● Показанный текст:
О событиях 9 и 10 термидора, равно как и о предшествующих им кризисных днях, известно не много: эти события слишком часто переписывали в зависимости от конъюнктуры. Слова тех, кто был казнен в результате термидорианского переворота (за три дня, 10–12 термидора, на гильотину срочно отправили около ста человек), либо не сохранились, ибо они не успели их написать, либо их изъяли те, кто создавал новый образ Республики без Робеспьера. А те, кому удалось пережить те страшные дни, из чувства самосохранения не спешили делиться своими переживаниями. После гибели Робеспьера практически все документы, включая парламентский отчет о заседании 9 термидора, переписывались в зависимости от идеологических нужд. Как утверждает ряд современных французских историков, «специфика изучения событий термидора заключается в исследовании не столько самих событий, сколько их последующих переписываний и интерпретаций». Для повествования же остается ряд более или менее установленных фактов.
Утром Сен-Жюст, вместо того чтобы, как обещал, обсудить свой доклад в комитете, направился прямо в Конвент. Как и Робеспьер, он поднялся на трибуну не как член правительства, а как депутат, решивший разоблачить заговор и назвать имена заговорщиков. «Я не принадлежу ни к какой фракции, я буду бороться с любой из них, — начал он свою речь. — Ваши комитеты общественной безопасности и общественного спасения поручили мне представить вам доклад о причинах серьезного волнения, которым было охвачено в последнее время общественное мнение. Доверие, которое мне оказали оба комитета, — большая честь для меня, но этой ночью некто поразил меня в самое сердце, и я хочу говорить, обращаясь только к вам. Я обязан заявить, что кое-кто пытался принудить меня высказать мнение, противоречащее образу моих мыслей…» Речь Сен-Жюста, с первых же слов зазвучавшая как обвинение, повергла зал в трепет: все поняли, что этот человек, без сомнения, назовет имена. Члены правительственного комитета почувствовали, что Сен-Жюст и Робеспьер предали их.
Первым вскочил с места алчный интриган Тальен и, негодуя, заявил, что и вчера, и сегодня члены правительства почему-то выступают от своего имени. «Что происходит в правительстве, объясните!» — воскликнул он. На трибуну, не обращая внимания на умолкнувшего Сен-Жюста (скрестив руки, тот будет молча стоять там до самого ареста), прорвался Бийо-Варенн и заявил, что накануне в Якобинском клубе друзья Робеспьера грозили изгнать из Конвента неугодных им людей. Это была ложь, но кто, включая Робеспьера, не прибегал к ней в пылу борьбы? «Собранию грозит опасность с двух сторон, оно погибнет, если проявит слабость! — восклицал Бийо. — Не думаю, чтобы здесь нашелся хотя бы один представитель, который хотел бы жить под властью тирана!» «Долой тирана!» — хором отвечали депутаты. А Бийо, заявив, что речь Сен-Жюста — это лишь первый шаг заговорщиков, перешел к Робеспьеру, обвинив его в том, что, утратив авторитет в правительственном комитете, он перестал участвовать в его работе и ступил на стезю заговорщика. Речь Бийо-Варенна больше походила на бред, но этого никто не заметил. Рубикон был перейден. Сидящий в зале Робеспьер, в парадном костюме, в котором был на празднике Верховного существа (он собирался дать решающее сражение Конвенту), рвался в словесный бой, на трибуну, но ему не давали слова. В тот день обязанности председателя исполнял Колло, и он своей волей не дал говорить никому, кто, по его мнению, мог выступить в поддержку Робеспьера.

● Короткая задача A:
Проверьте, согласуются ли с текстом о событиях 9 термидора три утверждения. Для каждого ответьте «да» или «нет» и приведите точную цитату, которая это решает.
(i) За три дня, с 10 по 12 термидора, на гильотину отправили около ста человек.
(ii) Утром Сен-Жюст сначала обсудил свой доклад в комитете и только потом пошёл в Конвент.
(iii) В тот день обязанности председателя исполнял Колло.
● Короткая задача B:
Продолжите текст о событиях 9 термидора, начав сразу после его последнего предложения.

● Извлечённый список:
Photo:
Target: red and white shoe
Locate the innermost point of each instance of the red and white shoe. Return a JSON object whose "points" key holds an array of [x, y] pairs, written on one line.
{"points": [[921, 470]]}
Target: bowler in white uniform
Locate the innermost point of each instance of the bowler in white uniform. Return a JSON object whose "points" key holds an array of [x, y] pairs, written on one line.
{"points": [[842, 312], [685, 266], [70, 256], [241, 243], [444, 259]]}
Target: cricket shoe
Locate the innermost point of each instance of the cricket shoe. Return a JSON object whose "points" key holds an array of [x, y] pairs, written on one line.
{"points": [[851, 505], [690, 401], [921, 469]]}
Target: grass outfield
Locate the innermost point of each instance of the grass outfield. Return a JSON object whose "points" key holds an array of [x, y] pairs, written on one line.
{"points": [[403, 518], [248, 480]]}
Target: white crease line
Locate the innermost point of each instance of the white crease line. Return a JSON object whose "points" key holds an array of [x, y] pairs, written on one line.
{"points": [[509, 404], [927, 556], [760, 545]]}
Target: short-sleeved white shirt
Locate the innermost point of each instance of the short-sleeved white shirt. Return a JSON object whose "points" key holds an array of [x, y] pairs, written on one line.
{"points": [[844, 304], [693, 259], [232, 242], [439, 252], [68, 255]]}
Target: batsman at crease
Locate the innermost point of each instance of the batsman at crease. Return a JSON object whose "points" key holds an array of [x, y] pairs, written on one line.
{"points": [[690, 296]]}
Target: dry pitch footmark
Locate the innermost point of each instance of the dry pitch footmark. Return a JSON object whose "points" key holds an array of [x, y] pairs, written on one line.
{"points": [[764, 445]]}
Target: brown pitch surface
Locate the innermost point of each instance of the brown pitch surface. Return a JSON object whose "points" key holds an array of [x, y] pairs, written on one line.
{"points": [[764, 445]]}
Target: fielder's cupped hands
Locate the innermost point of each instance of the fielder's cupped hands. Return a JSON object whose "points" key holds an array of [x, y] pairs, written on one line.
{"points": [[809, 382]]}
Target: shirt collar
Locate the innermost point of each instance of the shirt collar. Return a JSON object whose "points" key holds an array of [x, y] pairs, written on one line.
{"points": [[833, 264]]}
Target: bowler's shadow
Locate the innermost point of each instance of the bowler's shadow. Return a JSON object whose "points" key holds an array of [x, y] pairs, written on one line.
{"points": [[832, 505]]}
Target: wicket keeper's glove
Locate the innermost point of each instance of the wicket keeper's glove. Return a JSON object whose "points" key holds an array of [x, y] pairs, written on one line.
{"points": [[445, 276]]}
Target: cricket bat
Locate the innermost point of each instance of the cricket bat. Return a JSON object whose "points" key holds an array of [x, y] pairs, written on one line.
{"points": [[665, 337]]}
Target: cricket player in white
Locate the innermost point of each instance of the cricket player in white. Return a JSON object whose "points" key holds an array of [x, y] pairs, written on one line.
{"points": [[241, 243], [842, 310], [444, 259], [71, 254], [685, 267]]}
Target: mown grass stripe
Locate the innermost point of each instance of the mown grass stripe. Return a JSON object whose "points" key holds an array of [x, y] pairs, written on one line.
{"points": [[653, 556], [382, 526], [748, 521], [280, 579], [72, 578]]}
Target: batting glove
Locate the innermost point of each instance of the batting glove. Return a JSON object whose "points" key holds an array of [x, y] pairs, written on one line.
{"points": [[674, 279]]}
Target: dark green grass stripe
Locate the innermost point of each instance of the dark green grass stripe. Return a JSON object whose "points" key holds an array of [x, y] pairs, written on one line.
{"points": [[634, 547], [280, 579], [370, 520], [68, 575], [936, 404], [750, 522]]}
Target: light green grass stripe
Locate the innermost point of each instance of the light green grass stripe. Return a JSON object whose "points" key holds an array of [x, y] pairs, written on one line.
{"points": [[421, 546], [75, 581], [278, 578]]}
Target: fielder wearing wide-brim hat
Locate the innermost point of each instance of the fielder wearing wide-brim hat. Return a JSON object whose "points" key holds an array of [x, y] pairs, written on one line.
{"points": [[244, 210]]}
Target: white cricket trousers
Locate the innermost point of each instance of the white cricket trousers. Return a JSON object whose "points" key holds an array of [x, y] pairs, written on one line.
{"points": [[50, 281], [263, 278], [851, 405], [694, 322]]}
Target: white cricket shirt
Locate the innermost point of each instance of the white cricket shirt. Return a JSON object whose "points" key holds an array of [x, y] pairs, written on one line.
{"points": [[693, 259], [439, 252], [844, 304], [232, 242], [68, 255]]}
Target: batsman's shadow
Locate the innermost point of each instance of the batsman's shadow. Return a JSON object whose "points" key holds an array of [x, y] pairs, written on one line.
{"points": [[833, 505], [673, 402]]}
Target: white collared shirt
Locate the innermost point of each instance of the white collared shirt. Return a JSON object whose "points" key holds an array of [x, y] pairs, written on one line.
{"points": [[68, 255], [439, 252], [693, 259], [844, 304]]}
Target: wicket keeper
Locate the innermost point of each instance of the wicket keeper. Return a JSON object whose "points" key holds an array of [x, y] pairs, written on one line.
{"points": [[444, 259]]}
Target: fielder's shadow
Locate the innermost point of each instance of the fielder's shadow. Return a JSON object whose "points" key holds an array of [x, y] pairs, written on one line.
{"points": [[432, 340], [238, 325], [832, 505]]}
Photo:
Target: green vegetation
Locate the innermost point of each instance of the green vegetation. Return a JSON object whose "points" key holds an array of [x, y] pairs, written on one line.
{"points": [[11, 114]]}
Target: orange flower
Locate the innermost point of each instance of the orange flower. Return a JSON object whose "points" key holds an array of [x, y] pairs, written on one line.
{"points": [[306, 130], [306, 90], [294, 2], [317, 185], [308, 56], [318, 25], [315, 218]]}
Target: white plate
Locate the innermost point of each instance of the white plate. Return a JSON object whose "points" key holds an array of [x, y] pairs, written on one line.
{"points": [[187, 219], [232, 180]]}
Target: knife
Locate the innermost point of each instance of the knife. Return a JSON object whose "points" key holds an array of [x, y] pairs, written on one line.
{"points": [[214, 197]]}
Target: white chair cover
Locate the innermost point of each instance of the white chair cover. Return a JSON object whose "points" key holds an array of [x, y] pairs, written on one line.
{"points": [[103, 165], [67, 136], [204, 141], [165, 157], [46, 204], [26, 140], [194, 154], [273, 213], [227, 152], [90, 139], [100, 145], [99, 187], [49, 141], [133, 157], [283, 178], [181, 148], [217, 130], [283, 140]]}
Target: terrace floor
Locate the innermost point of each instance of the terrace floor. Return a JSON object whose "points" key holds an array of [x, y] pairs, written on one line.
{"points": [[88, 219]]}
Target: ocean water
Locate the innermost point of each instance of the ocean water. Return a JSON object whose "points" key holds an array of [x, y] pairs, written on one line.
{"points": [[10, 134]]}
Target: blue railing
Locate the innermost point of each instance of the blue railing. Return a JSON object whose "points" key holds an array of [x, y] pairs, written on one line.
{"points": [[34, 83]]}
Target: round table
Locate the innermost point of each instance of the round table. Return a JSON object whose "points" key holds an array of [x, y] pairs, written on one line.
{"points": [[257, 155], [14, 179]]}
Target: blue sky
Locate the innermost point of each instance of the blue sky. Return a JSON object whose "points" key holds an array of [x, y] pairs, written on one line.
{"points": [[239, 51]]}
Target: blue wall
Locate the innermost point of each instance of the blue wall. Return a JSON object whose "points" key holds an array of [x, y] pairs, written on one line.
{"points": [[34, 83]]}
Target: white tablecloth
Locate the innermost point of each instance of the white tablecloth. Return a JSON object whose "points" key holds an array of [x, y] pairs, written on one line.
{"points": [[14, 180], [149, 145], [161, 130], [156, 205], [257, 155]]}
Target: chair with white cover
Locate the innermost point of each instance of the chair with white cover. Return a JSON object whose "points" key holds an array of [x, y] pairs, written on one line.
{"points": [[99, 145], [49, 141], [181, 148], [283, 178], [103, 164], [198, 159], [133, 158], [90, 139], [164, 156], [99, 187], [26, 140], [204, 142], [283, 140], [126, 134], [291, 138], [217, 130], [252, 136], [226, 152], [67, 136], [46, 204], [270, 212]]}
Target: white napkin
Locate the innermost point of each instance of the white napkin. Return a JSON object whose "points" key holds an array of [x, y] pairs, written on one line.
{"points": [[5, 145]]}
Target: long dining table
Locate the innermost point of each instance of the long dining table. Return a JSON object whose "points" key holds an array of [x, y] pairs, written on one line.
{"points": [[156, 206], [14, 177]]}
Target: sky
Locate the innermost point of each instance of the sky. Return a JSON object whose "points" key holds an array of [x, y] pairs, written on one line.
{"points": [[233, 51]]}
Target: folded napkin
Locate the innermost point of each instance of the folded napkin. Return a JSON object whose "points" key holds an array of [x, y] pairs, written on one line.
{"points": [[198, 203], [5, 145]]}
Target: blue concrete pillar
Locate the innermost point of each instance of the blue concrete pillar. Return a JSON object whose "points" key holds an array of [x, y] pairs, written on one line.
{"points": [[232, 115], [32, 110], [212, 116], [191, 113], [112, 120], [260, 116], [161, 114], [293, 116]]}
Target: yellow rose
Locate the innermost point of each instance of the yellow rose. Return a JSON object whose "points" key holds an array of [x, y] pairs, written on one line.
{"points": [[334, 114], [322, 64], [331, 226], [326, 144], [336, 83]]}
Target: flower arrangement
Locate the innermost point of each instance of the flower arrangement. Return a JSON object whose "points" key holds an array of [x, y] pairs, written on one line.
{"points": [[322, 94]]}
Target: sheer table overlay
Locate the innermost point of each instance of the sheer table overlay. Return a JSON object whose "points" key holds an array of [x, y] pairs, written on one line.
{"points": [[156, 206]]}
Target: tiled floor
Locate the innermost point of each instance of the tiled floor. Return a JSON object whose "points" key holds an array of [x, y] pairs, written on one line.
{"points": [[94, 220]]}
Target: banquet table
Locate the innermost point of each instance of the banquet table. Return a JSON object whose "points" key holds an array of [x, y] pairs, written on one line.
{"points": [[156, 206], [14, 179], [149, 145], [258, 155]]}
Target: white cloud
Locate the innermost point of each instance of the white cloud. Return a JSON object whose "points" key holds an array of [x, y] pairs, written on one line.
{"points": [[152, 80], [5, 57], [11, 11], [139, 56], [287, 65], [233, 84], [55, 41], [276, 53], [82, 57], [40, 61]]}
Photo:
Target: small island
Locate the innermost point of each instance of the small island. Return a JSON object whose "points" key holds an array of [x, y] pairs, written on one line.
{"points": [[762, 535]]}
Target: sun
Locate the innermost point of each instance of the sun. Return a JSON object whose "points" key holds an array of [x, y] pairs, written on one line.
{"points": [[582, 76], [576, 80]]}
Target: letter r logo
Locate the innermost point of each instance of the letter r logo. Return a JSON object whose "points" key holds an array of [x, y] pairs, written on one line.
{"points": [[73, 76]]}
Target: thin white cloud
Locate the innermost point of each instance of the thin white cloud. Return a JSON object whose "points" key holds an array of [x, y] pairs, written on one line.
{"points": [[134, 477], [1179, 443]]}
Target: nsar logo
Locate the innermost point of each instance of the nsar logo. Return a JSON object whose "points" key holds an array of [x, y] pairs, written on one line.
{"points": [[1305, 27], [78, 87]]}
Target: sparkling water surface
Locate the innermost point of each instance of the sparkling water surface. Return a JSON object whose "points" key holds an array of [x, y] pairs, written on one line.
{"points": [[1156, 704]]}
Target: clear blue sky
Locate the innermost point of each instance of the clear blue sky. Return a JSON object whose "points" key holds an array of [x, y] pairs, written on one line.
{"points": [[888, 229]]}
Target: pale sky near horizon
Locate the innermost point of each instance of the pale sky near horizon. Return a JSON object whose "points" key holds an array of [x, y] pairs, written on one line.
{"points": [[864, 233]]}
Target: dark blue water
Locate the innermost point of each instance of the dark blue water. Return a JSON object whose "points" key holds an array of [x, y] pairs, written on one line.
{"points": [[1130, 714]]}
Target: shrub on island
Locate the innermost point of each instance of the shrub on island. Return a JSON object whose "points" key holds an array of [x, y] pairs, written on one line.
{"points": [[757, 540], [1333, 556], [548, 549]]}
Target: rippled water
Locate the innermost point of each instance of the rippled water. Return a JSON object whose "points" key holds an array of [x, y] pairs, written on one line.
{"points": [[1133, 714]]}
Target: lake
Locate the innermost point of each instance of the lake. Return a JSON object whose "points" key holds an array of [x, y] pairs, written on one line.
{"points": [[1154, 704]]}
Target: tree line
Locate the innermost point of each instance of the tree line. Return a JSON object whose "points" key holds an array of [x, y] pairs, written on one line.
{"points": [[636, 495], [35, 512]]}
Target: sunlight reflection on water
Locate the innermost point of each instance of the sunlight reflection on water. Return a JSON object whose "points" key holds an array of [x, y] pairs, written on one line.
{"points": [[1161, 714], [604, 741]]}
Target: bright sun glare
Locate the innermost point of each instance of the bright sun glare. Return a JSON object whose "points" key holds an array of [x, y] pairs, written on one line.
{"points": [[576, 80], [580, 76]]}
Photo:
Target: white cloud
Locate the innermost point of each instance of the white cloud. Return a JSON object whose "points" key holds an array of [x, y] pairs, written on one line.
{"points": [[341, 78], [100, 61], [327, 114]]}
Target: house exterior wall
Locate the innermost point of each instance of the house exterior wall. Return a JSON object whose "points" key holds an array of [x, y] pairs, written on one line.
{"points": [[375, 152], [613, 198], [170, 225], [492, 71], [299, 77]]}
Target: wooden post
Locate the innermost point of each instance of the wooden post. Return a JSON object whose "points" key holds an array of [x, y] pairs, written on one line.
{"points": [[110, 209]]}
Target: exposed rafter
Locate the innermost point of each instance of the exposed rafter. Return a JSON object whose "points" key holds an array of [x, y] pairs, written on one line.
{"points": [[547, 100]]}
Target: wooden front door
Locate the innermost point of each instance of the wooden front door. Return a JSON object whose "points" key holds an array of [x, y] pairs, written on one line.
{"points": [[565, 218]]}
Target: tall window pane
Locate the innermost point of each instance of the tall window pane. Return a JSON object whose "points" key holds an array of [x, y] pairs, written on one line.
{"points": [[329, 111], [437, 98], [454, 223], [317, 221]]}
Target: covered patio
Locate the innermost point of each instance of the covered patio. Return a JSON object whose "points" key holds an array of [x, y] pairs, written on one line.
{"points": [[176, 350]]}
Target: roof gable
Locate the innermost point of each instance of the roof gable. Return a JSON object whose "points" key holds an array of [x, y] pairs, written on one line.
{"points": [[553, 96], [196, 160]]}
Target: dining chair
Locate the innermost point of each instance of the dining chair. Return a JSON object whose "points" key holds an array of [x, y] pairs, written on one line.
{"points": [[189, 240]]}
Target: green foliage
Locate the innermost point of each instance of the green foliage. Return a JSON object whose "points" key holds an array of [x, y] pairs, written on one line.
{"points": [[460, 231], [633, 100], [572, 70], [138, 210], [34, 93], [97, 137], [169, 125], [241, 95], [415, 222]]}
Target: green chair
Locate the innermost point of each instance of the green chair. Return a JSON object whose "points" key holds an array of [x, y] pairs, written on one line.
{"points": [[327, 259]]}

● Ответ A:
(i) Да: «за три дня, 10–12 термидора, на гильотину срочно отправили около ста человек».
(ii) Нет: «Утром Сен-Жюст, вместо того чтобы, как обещал, обсудить свой доклад в комитете, направился прямо в Конвент».
(iii) Да: «В тот день обязанности председателя исполнял Колло».

● Ответ B:
Ораторы сменяли друг друга: Тальен, Вадье, Барер… депутаты принимали какие-то решения… Перестав понимать, что происходит, Робеспьер, сжимая в руке листки с написанной речью, рванулся к трибуне, пытаясь убедить председателя вернуть прения к сути дела. Но заговорщики были уверены, что слово Робеспьеру давать нельзя: он, как уже случалось, мог заговорить Конвент и, подобно сладкоголосой сирене, увлечь его за собой. «Председатель разбойников, дай мне говорить или убей меня!» — охрипшим голосом кричал Робеспьер, но его не слышали. Устремляя взор то на горстку депутатов «горы», то на «болото», он нигде не находил поддержки. «Тебя душит кровь Дантона!» — раздался чей-то голос. Робеспьер резко развернулся: «Так, значит, вы хотите отомстить мне за Дантона? Подлецы! Почему же вы не защищали его?» Собственно, переворот фактически свершился, осталось только отважиться произнести роковые слова: предложить декретировать арест Робеспьера. И когда, наконец, никому не известный депутат Луше взял это бремя на себя, Конвент под крики «Да здравствует Республика!» с облегчением принял соответствующий декрет. «Республика! — горько усмехнулся Робеспьер. — Она погибла, настало царство разбойников!» Возмущенные вопиющим беззаконием, Леба и Огюстен Робеспьер, не желая «разделять позор этого постановления», потребовали арестовать также и их. Среди всеобщего шума Конвент декретировал арест Кутона, Сен-Жюста и отсутствовавшего в зале командующего Национальной гвардией Анрио. «Французский народ не потерпит тиранов!» — «Нет! Нет!» В поддержку арестованных не высказался никто, даже трибуны, куда, впрочем, в тот день пускали только избранных. Приставы не отважились выполнить приказ Конвента, и для сопровождения арестованных вызвали жандармов Комитета общественной безопасности.